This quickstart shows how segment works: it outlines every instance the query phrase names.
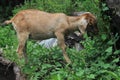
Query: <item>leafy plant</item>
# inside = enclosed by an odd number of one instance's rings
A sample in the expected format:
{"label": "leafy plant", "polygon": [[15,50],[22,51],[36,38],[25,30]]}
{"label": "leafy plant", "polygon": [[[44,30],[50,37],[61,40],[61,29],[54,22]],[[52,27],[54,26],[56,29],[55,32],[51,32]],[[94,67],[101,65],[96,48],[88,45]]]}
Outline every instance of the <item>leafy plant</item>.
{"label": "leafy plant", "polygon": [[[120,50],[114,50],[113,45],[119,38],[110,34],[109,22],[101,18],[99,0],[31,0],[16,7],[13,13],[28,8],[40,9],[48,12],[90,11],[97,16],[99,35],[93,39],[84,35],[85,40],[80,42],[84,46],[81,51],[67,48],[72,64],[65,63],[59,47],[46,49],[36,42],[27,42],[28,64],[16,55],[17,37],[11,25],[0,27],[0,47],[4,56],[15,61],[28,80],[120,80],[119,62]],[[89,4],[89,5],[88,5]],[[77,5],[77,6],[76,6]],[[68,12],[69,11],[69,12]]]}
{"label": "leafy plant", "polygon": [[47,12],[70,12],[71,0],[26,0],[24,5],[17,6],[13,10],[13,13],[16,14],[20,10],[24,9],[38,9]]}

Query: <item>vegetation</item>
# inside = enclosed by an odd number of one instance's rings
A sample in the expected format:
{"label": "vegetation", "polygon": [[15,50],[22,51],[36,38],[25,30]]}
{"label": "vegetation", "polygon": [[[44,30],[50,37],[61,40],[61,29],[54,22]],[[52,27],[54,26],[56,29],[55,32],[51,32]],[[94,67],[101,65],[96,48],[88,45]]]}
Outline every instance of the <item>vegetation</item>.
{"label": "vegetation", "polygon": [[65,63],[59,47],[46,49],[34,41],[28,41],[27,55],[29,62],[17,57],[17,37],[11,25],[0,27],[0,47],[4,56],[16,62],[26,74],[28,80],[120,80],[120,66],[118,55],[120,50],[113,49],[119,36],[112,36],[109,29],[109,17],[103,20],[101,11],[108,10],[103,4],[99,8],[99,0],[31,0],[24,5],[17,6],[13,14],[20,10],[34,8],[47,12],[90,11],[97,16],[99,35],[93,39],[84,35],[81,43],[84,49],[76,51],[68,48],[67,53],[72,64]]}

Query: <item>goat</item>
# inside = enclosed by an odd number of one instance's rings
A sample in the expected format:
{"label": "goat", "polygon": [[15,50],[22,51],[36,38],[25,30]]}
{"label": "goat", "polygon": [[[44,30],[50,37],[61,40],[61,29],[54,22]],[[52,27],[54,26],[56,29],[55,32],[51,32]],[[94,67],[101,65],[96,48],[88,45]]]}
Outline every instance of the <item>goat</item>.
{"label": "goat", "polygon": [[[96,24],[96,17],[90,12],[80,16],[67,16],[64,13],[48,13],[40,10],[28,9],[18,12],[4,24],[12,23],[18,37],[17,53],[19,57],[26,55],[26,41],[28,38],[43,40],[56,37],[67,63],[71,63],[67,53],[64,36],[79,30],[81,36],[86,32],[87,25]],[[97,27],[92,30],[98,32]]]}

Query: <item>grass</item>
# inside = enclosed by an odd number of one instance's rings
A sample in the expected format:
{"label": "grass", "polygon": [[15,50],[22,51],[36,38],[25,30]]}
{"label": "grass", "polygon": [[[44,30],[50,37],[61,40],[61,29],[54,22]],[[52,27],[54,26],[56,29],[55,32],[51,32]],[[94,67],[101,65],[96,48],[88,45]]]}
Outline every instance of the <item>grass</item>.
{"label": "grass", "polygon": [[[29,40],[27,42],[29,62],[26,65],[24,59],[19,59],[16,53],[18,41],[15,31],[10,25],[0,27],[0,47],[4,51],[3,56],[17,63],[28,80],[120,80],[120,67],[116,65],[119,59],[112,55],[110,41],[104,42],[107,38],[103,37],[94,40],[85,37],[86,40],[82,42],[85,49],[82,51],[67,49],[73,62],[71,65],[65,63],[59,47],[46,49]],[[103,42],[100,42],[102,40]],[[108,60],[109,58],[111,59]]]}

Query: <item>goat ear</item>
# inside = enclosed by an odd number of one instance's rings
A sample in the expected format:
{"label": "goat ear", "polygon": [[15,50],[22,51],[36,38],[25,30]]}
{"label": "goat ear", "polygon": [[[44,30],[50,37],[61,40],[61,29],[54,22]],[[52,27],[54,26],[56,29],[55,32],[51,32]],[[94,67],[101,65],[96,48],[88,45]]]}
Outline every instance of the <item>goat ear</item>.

====

• **TASK INSTRUCTIONS**: The answer must be the listing above, restated word for word, with no images in it.

• **OUTPUT OF THE TASK**:
This quickstart shows how segment works: it outlines every instance the query phrase names.
Query: <item>leafy plant</item>
# inside = enclosed by an odd number of one instance's rings
A sample in the expected format:
{"label": "leafy plant", "polygon": [[15,50],[22,51],[36,38],[25,30]]}
{"label": "leafy plant", "polygon": [[[44,30],[50,37],[61,40],[61,29],[54,22]],[[52,27],[54,26],[56,29],[55,32],[51,32]],[[94,67],[101,65],[96,48],[88,45]]]}
Outline every instance of the <item>leafy plant</item>.
{"label": "leafy plant", "polygon": [[[120,50],[114,50],[113,45],[119,38],[110,34],[109,22],[101,18],[99,0],[31,0],[16,7],[13,13],[28,8],[40,9],[48,12],[90,11],[97,16],[99,35],[93,39],[84,35],[85,40],[80,42],[84,46],[81,51],[67,48],[72,64],[65,63],[59,47],[46,49],[36,42],[27,42],[28,64],[16,55],[17,37],[11,25],[0,27],[0,47],[4,56],[15,61],[28,80],[120,80],[119,62]],[[89,4],[89,5],[88,5]],[[77,5],[77,6],[76,6]],[[68,12],[69,11],[69,12]]]}
{"label": "leafy plant", "polygon": [[47,12],[70,12],[71,0],[26,0],[24,5],[17,6],[13,10],[13,13],[16,14],[20,10],[24,9],[38,9]]}

Query: <item>vegetation</item>
# inside = enclosed by an odd number of one instance's rings
A sample in the expected format:
{"label": "vegetation", "polygon": [[15,50],[22,51],[36,38],[25,30]]}
{"label": "vegetation", "polygon": [[[44,30],[50,37],[61,40],[61,29],[54,22]],[[52,27],[54,26],[56,29],[55,32],[51,32]],[[94,67],[101,65],[96,48],[88,45]]]}
Outline every instance of the <item>vegetation</item>.
{"label": "vegetation", "polygon": [[65,63],[59,47],[46,49],[34,41],[28,41],[27,55],[29,62],[17,57],[17,37],[11,25],[0,27],[0,47],[4,56],[16,62],[26,74],[28,80],[120,80],[120,66],[118,55],[120,50],[113,49],[119,36],[112,36],[109,29],[109,17],[103,20],[101,11],[108,10],[103,4],[99,8],[99,0],[31,0],[24,5],[17,6],[13,14],[20,10],[34,8],[47,12],[90,11],[97,16],[99,35],[93,39],[84,35],[81,43],[84,49],[76,51],[68,48],[67,53],[72,64]]}

Query: <item>goat</item>
# inside = enclosed by an odd number of one instance's rings
A sample in the expected format:
{"label": "goat", "polygon": [[15,50],[22,51],[36,38],[25,30]]}
{"label": "goat", "polygon": [[[44,30],[50,37],[61,40],[61,29],[54,22]],[[52,27],[54,26],[56,29],[55,32],[51,32]],[[94,67],[101,65],[96,48],[88,45]]]}
Outline every instance of the <item>goat</item>.
{"label": "goat", "polygon": [[[96,24],[96,17],[90,12],[80,16],[67,16],[64,13],[48,13],[40,10],[28,9],[18,12],[4,24],[12,23],[18,37],[17,53],[19,57],[26,55],[26,41],[28,38],[43,40],[56,37],[67,63],[71,63],[67,53],[64,36],[79,30],[81,36],[86,32],[87,25]],[[97,27],[92,30],[98,32]]]}

Query: <item>grass</item>
# inside = enclosed by an odd number of one instance's rings
A sample in the expected format:
{"label": "grass", "polygon": [[15,50],[22,51],[36,38],[25,30]]}
{"label": "grass", "polygon": [[[44,30],[50,37],[61,40],[61,29],[54,22]],[[52,27],[54,26],[56,29],[55,32],[51,32]],[[94,67],[101,65],[96,48],[88,45]]]}
Outline every instance of the <item>grass</item>.
{"label": "grass", "polygon": [[[29,40],[27,42],[29,62],[26,65],[24,59],[19,59],[16,53],[18,41],[15,31],[10,25],[0,27],[0,47],[4,51],[3,56],[17,63],[28,80],[120,80],[120,67],[116,65],[119,59],[112,55],[110,41],[104,42],[107,38],[103,37],[94,40],[85,37],[86,40],[82,42],[85,49],[82,51],[67,49],[73,62],[71,65],[65,63],[59,47],[46,49]],[[103,42],[100,42],[102,40]],[[108,60],[109,58],[111,59]]]}

Query: <item>goat ear</item>
# inside = enclosed by an odd number of one instance's rings
A sample in the expected format:
{"label": "goat ear", "polygon": [[15,50],[22,51],[36,38],[25,30]]}
{"label": "goat ear", "polygon": [[[44,30],[50,37],[61,40],[61,29],[54,22]],[[52,27],[54,26],[56,29],[55,32],[51,32]],[[94,67],[101,65],[96,48],[88,45]]]}
Outline every instance of the <item>goat ear</item>.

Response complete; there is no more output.